Œufs de goéland. © Normand Martin, Le monde en image.

La poule domestique (Gallus gallus domesticus) est le plus bel exemple de ce type d’oiseau. Normalement, la couvée est de 11 à 14 œufs. Mais comme nous ramassons les œufs chaque jour, la poule persiste à pondre. Si on laissait les œufs, elle commencerait à les couver. Certaines espèces pondent 300 œufs par année.

Plusieurs espèces d’oiseaux n’ont qu’une seule couvée durant la saison. D’autres en ont deux ou trois. Le nombre d’œufs peut varier durant la saison de reproduction. Chez le merlebleu de l’Est (Sialia sialis), la première ponte de la saison contient plus d’œufs que les pontes suivantes. Par contre, chez le bruant chanteur (Melospiza melodia), c’est la seconde ponte qui est la plus importante.

Les plaques incubatricesPlaque incubatrice : zone dénudée de plumes sur la poitrine des oiseaux qui permet une meilleure transmission de la chaleur vers l’œuf. sous l’abdomen de la femelle correspondent au nombre d’œufs. Ainsi le goéland argenté (Larus argentatus) en a trois et il pond trois œufs. Si on change le nombre d’œufs, ajout ou retrait, rien ne va plus. Chez les bécasseaux, l’ajout d’un cinquième œuf ne permet pas à l’oiseau de les couvrir tous suffisamment. 

Importance de la taille et de l’âge de l’oiseau

Dans plusieurs cas, un oiseau de grande taille pond moins d’œufs que son équivalent de plus petite taille. Ainsi chez les oiseaux de proie, l’autour des palombes (Accipiter gentilis) pond trois ou quatre œufs tandis que son cousin, la crécerelle d’Amérique (Falco sparverius), en pond de cinq à sept. L’autour a peu d’ennemis tandis que la crécelle peut être la victime d’un plus grand nombre de prédateurs. Est-ce là une façon de compenser pour les pertes des jeunes à venir?

La taille de la ponte peut varier avec l’âge de l’oiseau. Une première ponte contiendra moins d’œufs. Les oiseaux sont moins expérimentés mais, avec le temps, ils deviennent plus habiles pour trouver de la nourriture.

Les œufs sont-ils pondus tous en même temps ou y a-t-il un intervalle entre chaque œuf pondu?

● Mise en pratique
[a] Résumez en deux phrases l'extrait sur la ponte des oiseaux.
[b] D'après l'extrait sur la ponte des oiseaux, combien d'œufs compte normalement la couvée de la poule domestique ?
[c] Recopiez un passage de l'extrait sur la ponte des oiseaux. Commencez aux mots « Importance de la » et arrêtez-vous après « chaque œuf pondu? ».

● Données présentées
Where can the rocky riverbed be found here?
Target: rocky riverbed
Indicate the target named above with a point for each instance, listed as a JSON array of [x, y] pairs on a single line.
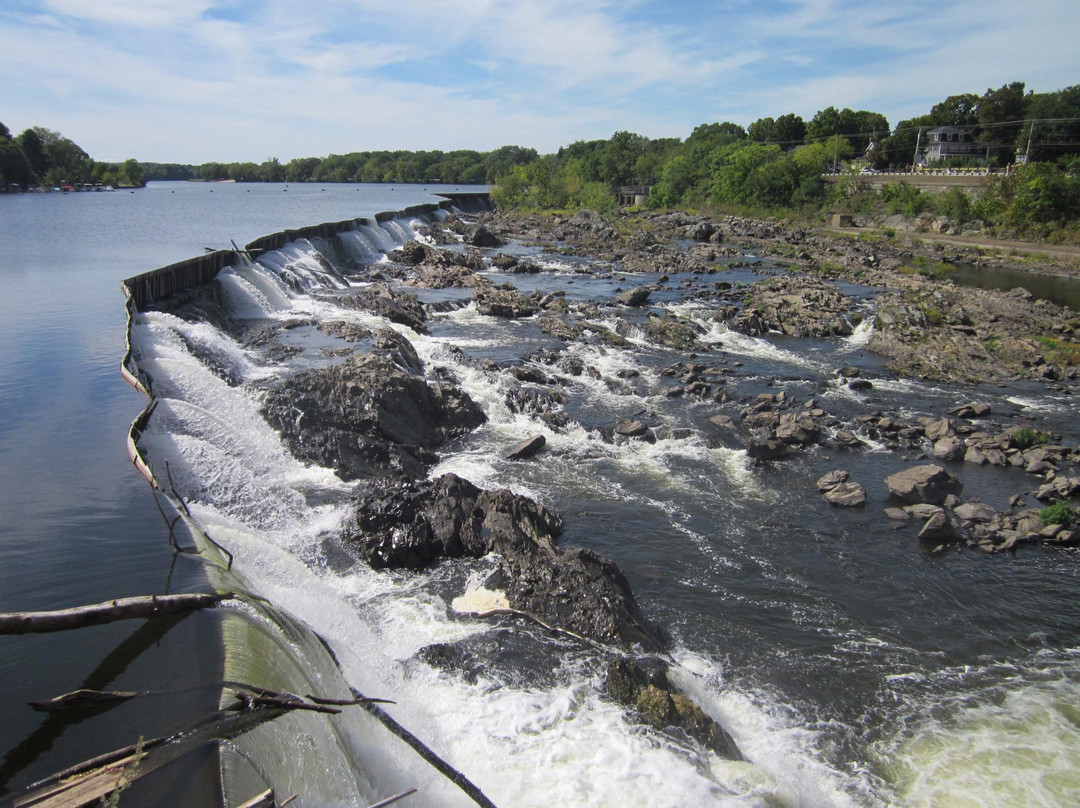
[[643, 432]]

● Réponses dans l'ordre
[a] Le nombre d'œufs varie selon les espèces d'oiseaux, peut changer d'une ponte à l'autre au cours de la saison de reproduction et correspond chez la femelle au nombre de plaques incubatrices. La taille de l'oiseau joue aussi un rôle, car un grand oiseau pond souvent moins d'œufs qu'un plus petit, tout comme son âge, puisqu'une première ponte contient moins d'œufs.

[b] Elle compte normalement de 11 à 14 œufs.

[c]
Importance de la taille et de l’âge de l’oiseau

Dans plusieurs cas, un oiseau de grande taille pond moins d’œufs que son équivalent de plus petite taille. Ainsi chez les oiseaux de proie, l’autour des palombes (Accipiter gentilis) pond trois ou quatre œufs tandis que son cousin, la crécerelle d’Amérique (Falco sparverius), en pond de cinq à sept. L’autour a peu d’ennemis tandis que la crécelle peut être la victime d’un plus grand nombre de prédateurs. Est-ce là une façon de compenser pour les pertes des jeunes à venir?

La taille de la ponte peut varier avec l’âge de l’oiseau. Une première ponte contiendra moins d’œufs. Les oiseaux sont moins expérimentés mais, avec le temps, ils deviennent plus habiles pour trouver de la nourriture.

Les œufs sont-ils pondus tous en même temps ou y a-t-il un intervalle entre chaque œuf pondu?